# Task statement:
Could you return only the lines that run from the line with "Where can you spot the blue flag?" through the final line of the data, exactly as they stand?

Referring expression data
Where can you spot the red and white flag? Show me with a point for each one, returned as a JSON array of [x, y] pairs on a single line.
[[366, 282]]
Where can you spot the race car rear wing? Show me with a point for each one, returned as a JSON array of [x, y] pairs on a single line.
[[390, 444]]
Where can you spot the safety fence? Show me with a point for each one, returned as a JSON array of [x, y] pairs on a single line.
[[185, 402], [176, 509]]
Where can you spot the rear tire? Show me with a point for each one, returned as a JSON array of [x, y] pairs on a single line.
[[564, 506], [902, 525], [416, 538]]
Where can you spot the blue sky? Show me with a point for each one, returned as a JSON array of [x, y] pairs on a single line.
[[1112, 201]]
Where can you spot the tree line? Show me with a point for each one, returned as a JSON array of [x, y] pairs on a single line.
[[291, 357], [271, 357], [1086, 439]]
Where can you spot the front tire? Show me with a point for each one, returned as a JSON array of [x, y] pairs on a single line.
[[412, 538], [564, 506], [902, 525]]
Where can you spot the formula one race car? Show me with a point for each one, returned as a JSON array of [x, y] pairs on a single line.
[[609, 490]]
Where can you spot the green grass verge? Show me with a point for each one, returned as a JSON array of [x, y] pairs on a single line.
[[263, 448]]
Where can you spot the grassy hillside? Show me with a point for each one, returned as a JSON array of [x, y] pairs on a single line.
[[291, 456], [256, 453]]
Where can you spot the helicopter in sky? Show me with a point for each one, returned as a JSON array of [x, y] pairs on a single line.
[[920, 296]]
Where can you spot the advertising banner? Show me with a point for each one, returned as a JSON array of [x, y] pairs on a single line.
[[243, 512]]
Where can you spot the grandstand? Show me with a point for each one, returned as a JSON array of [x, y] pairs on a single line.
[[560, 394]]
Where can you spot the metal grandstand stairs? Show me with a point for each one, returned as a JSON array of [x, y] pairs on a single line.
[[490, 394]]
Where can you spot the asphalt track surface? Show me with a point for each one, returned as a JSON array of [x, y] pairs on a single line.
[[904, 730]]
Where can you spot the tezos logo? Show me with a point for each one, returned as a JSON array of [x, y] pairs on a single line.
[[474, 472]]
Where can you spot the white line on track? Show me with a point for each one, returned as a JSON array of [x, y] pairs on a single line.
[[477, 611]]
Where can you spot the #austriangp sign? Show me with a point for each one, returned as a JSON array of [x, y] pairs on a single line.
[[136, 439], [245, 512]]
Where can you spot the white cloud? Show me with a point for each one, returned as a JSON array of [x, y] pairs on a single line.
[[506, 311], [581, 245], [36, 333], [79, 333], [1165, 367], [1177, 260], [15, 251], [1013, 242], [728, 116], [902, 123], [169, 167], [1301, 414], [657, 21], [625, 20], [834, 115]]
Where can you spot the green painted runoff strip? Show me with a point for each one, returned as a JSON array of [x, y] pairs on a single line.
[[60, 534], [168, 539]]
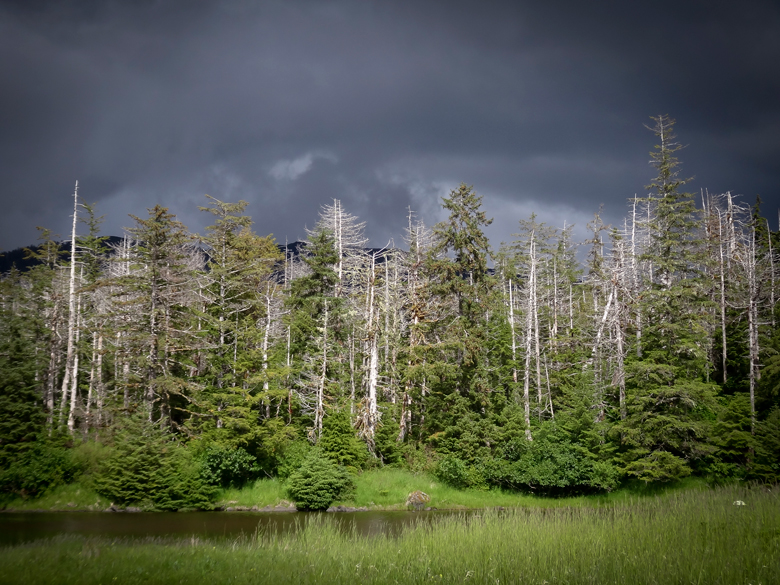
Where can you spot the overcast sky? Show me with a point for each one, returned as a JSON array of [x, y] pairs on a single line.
[[541, 106]]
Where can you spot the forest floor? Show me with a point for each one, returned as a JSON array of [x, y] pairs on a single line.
[[377, 489], [724, 535]]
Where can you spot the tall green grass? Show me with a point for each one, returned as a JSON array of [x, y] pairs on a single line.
[[384, 488], [689, 537]]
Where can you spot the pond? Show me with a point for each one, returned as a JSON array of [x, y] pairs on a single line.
[[19, 527]]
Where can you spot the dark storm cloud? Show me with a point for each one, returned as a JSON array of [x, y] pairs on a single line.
[[383, 105]]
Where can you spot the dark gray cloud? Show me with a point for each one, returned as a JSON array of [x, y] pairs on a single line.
[[384, 105]]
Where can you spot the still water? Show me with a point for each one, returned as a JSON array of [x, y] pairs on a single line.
[[19, 527]]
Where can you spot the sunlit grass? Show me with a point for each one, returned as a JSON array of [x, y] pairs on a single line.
[[261, 493], [384, 488], [693, 536]]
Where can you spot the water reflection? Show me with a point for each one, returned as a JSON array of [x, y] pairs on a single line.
[[17, 527]]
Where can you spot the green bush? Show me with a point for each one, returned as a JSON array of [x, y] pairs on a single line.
[[459, 474], [37, 469], [147, 467], [387, 448], [550, 464], [293, 457], [340, 443], [318, 483], [225, 467]]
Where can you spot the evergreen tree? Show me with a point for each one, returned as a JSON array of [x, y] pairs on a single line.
[[669, 403]]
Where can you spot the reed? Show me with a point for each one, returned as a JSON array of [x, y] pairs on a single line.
[[690, 537]]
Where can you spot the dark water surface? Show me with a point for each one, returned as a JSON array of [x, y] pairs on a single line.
[[19, 527]]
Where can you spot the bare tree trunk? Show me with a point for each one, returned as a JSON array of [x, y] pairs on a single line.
[[265, 337], [722, 299], [67, 385], [753, 328], [620, 372], [528, 343], [75, 373], [319, 412], [99, 385]]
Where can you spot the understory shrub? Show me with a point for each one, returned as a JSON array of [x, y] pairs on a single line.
[[550, 464], [319, 482], [340, 443], [148, 467], [35, 470], [226, 467]]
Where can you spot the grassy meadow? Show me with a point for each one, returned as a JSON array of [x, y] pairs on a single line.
[[385, 488], [687, 537]]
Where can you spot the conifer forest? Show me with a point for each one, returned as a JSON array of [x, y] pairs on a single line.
[[649, 352]]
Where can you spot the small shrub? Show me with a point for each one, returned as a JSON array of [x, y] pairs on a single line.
[[340, 443], [457, 473], [37, 469], [318, 483], [147, 467], [294, 455], [225, 467]]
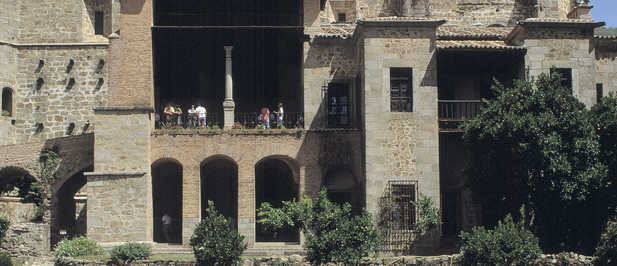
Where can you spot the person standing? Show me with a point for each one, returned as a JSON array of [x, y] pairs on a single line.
[[169, 113], [178, 112], [201, 115], [166, 222], [192, 116], [265, 116], [279, 115]]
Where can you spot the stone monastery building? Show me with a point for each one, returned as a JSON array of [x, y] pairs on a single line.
[[378, 86]]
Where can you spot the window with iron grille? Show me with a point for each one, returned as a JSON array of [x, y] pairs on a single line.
[[402, 193], [99, 18], [342, 17], [565, 75], [401, 90]]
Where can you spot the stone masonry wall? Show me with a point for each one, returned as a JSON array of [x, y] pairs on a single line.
[[400, 146], [130, 57], [606, 67], [459, 12], [49, 21], [55, 105], [564, 48], [325, 61], [119, 190], [313, 154]]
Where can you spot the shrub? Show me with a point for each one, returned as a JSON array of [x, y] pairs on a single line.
[[78, 247], [129, 252], [215, 242], [332, 233], [506, 244], [4, 226], [5, 259], [606, 252]]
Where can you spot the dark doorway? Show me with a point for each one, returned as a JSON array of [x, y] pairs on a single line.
[[453, 160], [342, 188], [7, 102], [219, 184], [274, 183], [339, 105], [189, 58], [167, 201]]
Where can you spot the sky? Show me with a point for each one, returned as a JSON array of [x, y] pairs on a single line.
[[605, 10]]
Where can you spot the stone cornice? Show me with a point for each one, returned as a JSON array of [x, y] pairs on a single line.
[[71, 44], [110, 174], [126, 109]]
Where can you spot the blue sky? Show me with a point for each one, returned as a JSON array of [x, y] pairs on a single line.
[[605, 10]]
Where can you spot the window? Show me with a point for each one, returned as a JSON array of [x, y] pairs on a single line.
[[7, 102], [99, 19], [565, 75], [342, 17], [339, 105], [401, 93], [403, 212]]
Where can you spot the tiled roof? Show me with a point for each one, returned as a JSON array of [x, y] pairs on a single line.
[[605, 37], [476, 45], [561, 22], [342, 31], [472, 33]]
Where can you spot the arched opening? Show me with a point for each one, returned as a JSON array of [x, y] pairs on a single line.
[[69, 209], [7, 102], [167, 201], [342, 187], [219, 184], [275, 183]]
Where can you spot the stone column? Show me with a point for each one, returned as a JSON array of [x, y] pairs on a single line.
[[228, 104]]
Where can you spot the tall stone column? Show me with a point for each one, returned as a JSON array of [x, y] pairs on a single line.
[[228, 104]]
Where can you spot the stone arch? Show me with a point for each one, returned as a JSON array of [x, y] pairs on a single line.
[[7, 101], [68, 209], [342, 186], [219, 184], [276, 180], [167, 175]]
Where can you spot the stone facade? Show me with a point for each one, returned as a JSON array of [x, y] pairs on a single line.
[[92, 97]]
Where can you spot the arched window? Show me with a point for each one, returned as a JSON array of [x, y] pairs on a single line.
[[7, 102]]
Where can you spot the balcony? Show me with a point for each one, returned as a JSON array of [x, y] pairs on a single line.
[[453, 112]]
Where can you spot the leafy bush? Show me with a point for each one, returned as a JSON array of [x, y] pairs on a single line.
[[534, 145], [428, 214], [5, 259], [606, 252], [215, 242], [508, 243], [4, 226], [332, 233], [126, 253], [78, 247]]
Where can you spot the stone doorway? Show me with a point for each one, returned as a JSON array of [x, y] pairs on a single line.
[[167, 200], [275, 183], [219, 184]]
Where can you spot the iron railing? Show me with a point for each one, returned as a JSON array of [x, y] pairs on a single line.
[[212, 118], [458, 110], [252, 119]]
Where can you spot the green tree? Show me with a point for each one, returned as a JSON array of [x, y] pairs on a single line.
[[214, 242], [533, 145], [333, 233]]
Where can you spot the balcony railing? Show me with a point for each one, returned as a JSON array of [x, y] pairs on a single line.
[[251, 120], [458, 110]]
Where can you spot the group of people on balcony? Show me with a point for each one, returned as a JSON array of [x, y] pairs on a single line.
[[265, 116], [195, 116]]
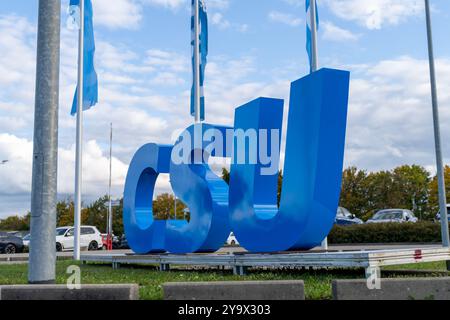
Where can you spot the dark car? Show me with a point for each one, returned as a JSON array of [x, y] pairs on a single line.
[[10, 244], [345, 218]]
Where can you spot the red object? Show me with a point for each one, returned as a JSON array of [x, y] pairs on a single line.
[[418, 255], [107, 242]]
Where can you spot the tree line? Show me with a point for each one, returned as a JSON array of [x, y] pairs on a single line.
[[363, 193]]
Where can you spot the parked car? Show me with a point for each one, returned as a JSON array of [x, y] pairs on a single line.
[[345, 218], [90, 238], [438, 215], [10, 244], [393, 215], [115, 242], [20, 234], [26, 240], [232, 241]]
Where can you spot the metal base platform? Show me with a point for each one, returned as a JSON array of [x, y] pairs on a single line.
[[241, 261]]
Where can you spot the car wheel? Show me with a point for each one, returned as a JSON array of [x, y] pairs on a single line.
[[93, 246], [10, 249]]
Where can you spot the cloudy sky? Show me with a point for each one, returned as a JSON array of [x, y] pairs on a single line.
[[257, 47]]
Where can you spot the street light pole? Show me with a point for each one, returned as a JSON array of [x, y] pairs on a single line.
[[197, 100], [79, 139], [437, 132], [42, 261]]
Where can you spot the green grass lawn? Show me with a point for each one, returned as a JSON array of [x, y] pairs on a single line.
[[150, 280]]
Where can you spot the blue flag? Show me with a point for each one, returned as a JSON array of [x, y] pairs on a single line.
[[203, 34], [90, 80], [308, 30]]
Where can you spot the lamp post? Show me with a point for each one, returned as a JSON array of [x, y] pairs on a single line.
[[437, 133], [42, 259]]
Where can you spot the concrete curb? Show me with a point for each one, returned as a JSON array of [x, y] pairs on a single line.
[[235, 290], [61, 292], [394, 289]]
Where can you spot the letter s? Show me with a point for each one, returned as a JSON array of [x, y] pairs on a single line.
[[202, 191]]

# Answer to the problem:
Where can you spot the blue flag? Show me with a point for each one, returned as a JSON array of [x, y] pairs on a single line.
[[203, 34], [90, 80], [308, 30]]
Where can you spot the lamp post? Show me with a point for each one, returned as a JSON array of [x, y] pairs on a single line.
[[437, 133], [42, 259]]
Where can you spot the concrete curb? Show me with a point for each one, returned as a JSON array of [x, y] pairs on a single line.
[[235, 290], [61, 292], [394, 289]]
Where can you spot the letter s? Show me with a point for each one, returned as a JSON array of [x, y] pairs on a single line.
[[202, 191]]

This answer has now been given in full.